Como a etnia Hupd’äh ocupa um lugar baixo na escala hierárquica da região, a língua é desvalorizada e considerada “feia” pela demais etnias e por isso corria o risco de desaparecer. “O dicionário valoriza a língua e estabelece um elemento poderoso no fortalecimento da identidade do grupo”, diz o antropólogo. Isso quer dizer que além de ser um objeto voltado para educação, o dicionário também tem um papel político importante.

Para Athias, a introdução da escrita em uma língua, que foi durante muito tempo transmitida pela oralidade, tem elementos positivos, como a preservação da língua e a possível educação na língua nativa. Mas por outro lado, pode trazer riscos de descaracterização da cultura da etnia. “Muitos missionários a utilizam, por exemplo, para traduzir os evangelhos e provocar mudanças nos comportamentos. Mas se for bem utilizada, a língua pode ser inclusive uma arma”, afirma.

De acordo com o professor de letras da USP e pesquisador de línguas indígenas, Waldemar Ferreira Netto, é difícil prever os riscos envolvidos na introdução da escrita, mas os benefícios para a etnia são evidentes. “A tendência dos povos indígenas é ser bilíngüe. Se eles não aprenderem a escrita na língua nativa, aprenderão em outra língua, então a função do dicionário é possibilitar a educação na língua-mãe”, diz.

- _DADOS_
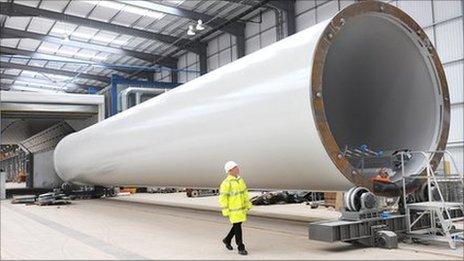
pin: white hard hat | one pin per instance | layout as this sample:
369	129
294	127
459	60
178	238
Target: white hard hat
229	165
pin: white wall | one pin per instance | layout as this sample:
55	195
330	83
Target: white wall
442	21
44	171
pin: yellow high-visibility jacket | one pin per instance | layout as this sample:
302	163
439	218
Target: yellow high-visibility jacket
234	199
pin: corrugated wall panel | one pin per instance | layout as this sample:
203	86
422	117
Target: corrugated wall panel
450	40
305	20
421	11
457	124
326	10
455	79
446	9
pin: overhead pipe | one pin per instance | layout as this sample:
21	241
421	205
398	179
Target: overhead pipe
138	95
369	75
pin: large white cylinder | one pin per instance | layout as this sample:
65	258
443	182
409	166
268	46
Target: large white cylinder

- _TAREFAS A CUMPRIR_
a: Copie do trecho sobre o dicionário Hupd’äh a passagem que vai de "Como a etnia" até "papel político importante.".
b: No trecho sobre o dicionário Hupd’äh, qual é a tendência dos povos indígenas segundo Waldemar Ferreira Netto?
c: Prossiga com o texto sobre o dicionário Hupd’äh a partir da última frase apresentada.

- _RESPOSTAS DADAS_
a:
Como a etnia Hupd’äh ocupa um lugar baixo na escala hierárquica da região, a língua é desvalorizada e considerada “feia” pela demais etnias e por isso corria o risco de desaparecer. “O dicionário valoriza a língua e estabelece um elemento poderoso no fortalecimento da identidade do grupo”, diz o antropólogo. Isso quer dizer que além de ser um objeto voltado para educação, o dicionário também tem um papel político importante.

b: Ser bilíngue.

c:
De acordo com o antropólogo Mauro Almeida, da Universidade Estadual de Campinas, o surgimento de publicações voltadas para os grupos étnicos nos últimos anos é uma demanda das próprias etnias que querem preservar a língua. “Além da demanda por dicionários, existe também um interesse por publicações de mitos”, diz Almeida. O antropólogo ressalta ainda que, em muitos casos, a preocupação dos índios é de resgatar uma língua que está sendo esquecida pela etnia.

Construção coletiva Por mais de três anos, os pesquisadores viajaram freqüentemente para a região do Alto do Rio Negro com o objetivo de encontrar índios que fossem bilíngües (aproximadamente 40 Hupd’äh falam português como segunda língua). Durante essas viagens, os pesquisadores analisaram como os índios constroem frases, usam verbos e compõem o alfabeto. Após isso, em um trabalho coletivo, os pesquisadores e os Hupd’äh iniciaram a construção do dicionário. “Nós nos reunimos nas aldeias para escolher quais símbolos escritos serviriam para representar a língua e as letras escolhidas foram as do alfabeto português”, diz Athias.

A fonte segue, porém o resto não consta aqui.